* TO DO *
Transcribe all the records with complete accuracy.
--- begin RECORDS SHOWN ---
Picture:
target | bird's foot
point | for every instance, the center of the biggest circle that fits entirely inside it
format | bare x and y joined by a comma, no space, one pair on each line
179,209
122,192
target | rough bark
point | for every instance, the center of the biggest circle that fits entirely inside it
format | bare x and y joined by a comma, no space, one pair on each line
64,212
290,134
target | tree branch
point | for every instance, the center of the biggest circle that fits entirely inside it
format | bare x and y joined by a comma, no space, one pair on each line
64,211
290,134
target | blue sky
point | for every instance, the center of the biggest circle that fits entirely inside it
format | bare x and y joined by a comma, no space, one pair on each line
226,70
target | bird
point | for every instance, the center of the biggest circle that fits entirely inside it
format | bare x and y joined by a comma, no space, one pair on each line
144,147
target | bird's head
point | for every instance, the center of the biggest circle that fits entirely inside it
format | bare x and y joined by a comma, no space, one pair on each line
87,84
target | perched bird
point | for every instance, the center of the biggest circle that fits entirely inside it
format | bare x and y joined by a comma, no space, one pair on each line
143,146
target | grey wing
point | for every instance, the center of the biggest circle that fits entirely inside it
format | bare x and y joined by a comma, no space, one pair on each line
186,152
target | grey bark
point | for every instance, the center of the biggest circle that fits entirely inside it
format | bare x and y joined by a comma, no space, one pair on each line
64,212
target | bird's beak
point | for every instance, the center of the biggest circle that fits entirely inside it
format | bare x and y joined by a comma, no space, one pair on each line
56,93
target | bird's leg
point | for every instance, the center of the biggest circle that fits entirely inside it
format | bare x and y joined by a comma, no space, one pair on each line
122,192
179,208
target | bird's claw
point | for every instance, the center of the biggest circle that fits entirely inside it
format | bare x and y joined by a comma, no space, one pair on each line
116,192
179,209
--- end RECORDS SHOWN ---
* FINISHED EXERCISE *
Picture:
target | bird's foot
point | for every instance, the center of the biggest circle that fits entirely inside it
format | bare x and y joined by a comma, no space, one pair on each line
179,209
122,192
target | rough bark
point | for every instance, the center of the biggest circle that fits entirely inside it
format | bare x and y joined by a comma, no space, one pair on each line
64,212
290,134
target | tree branch
point | for every instance, the center of the biggest circle that fits entirely inside it
format | bare x and y joined by a comma, no space, one pair on each line
64,211
290,134
target | blue sky
point | for every instance, the center of the biggest circle that fits entirely inside it
format | bare x and y joined by a comma, no space, one pair on each line
226,70
target | bird
point | for every instance, the center of the biggest circle that fits entirely inside it
format | bare x and y joined by a comma, no space, one pair on each line
144,147
target | bird's head
point | for every instance, the center of the biggest circle that fits entirely inside it
format | bare x and y joined by a comma, no space, one pair on each line
87,84
target | perched bird
point | for every instance, the center of the biggest circle that fits entirely inside it
format | bare x and y joined by a comma, no space, one pair on each line
143,146
target | grey wing
point | for every instance, the center of the biggest circle that fits entirely inside it
format | bare x and y joined by a comma, no space, one pair on each line
186,152
target | grey bark
point | for every instance, the center of the biggest circle that fits entirely inside it
format | bare x and y joined by a comma, no space, one pair on each line
64,212
target | bird's beak
point | for every instance, the center of the biggest circle that fits entirely inside it
format | bare x and y joined by a comma, no space, one pair on each line
56,93
target | bird's leg
point | for every instance, the center of the biggest circle that fits entirely inside it
format | bare x and y joined by a comma, no space, one pair on each line
122,192
179,208
target | bird's claw
point | for every instance, the center of the biggest circle that fits entirely inside it
format | bare x and y joined by a comma, no space, one pair on each line
116,192
179,209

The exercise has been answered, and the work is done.